▶ [Pedido escrito a]
Reúna e copie todas as linhas dos registros em que aparece a palavra "wall".

##### Documento #####

Ludmila conheceu o Pe. Maksim Ryabucka, um salesiano que se havia tornado, há um mês, auxiliar do Exarchate de Donetsk, a capital da região de Bakhmut, e que estava a caminho de Kijv, para a sua nova sede.
Como pastor que vai em busca das suas ovelhas, este jovem bispo tinha organizado um retiro de Natal (celebrado a 6 de janeiro, segundo o calendário bizantino) destinado, principalmente, aos jovens das aldeias que hoje estão “na fronteira” e, portanto, pouco ligados ao resto do Estado. Este jovem bispo realiza encontros e momentos de oratório, convida à oração e assegura as celebrações litúrgicas para atestar a proximidade do bom Deus, mesmo que, neste momento, não se possa dizer que os homens demonstrem “boa vontade”.

#####

▶ [Pedido escrito b]
Traduza para o inglês esta frase do documento sobre o jovem bispo: "Este jovem bispo realiza encontros e momentos de oratório, convida à oração e assegura as celebrações litúrgicas para atestar a proximidade do bom Deus, mesmo que, neste momento, não se possa dizer que os homens demonstrem “boa vontade”."

##### Registros apresentados #####

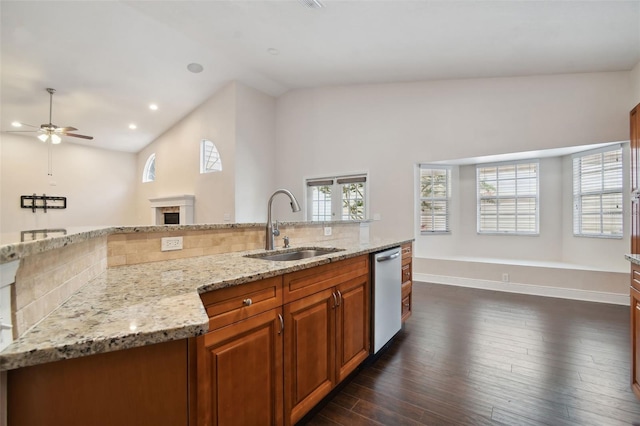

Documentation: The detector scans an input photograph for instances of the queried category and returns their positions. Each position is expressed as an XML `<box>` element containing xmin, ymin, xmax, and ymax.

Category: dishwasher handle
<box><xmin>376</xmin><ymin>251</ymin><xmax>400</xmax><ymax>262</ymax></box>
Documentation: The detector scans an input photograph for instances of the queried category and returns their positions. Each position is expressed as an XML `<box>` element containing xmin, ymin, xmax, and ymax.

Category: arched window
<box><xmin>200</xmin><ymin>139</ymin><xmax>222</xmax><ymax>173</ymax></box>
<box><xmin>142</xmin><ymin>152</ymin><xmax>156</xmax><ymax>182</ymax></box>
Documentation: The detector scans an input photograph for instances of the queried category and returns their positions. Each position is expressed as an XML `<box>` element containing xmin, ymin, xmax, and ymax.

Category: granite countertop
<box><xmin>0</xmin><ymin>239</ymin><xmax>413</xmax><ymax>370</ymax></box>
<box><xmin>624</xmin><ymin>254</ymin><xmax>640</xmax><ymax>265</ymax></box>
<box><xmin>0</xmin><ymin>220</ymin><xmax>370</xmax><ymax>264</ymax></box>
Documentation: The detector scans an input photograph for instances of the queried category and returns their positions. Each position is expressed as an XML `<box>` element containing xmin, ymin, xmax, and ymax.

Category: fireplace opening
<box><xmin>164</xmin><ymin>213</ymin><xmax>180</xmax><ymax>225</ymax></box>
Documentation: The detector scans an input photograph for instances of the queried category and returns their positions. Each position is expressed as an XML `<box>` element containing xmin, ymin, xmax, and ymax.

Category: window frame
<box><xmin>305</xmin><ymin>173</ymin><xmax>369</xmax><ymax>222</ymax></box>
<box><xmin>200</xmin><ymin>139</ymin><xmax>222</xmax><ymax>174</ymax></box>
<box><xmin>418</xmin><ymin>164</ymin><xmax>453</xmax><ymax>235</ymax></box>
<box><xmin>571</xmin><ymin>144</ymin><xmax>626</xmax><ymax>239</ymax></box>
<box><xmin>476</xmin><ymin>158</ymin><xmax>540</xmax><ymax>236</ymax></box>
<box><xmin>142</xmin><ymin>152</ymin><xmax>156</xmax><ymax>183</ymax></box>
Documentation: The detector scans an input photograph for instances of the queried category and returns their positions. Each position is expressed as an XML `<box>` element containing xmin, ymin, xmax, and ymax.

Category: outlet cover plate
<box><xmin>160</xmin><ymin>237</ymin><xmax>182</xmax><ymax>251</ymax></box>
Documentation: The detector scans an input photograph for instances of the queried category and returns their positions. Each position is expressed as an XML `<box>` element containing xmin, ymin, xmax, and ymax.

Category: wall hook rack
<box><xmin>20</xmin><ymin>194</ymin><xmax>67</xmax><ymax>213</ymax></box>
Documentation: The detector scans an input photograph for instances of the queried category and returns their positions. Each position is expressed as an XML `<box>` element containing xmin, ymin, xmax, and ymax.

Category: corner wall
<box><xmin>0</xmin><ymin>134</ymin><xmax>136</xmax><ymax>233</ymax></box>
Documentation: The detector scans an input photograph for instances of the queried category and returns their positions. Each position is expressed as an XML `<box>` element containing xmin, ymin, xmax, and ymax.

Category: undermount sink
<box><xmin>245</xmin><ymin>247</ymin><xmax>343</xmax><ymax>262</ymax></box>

#####

▶ [Resposta correta a]
Category: wall hook rack
Category: corner wall

▶ [Resposta correta b]
This young bishop holds gatherings and oratory sessions, invites people to prayer and ensures the liturgical celebrations to bear witness to the closeness of the good God, even if, at this moment, it cannot be said that men show "good will."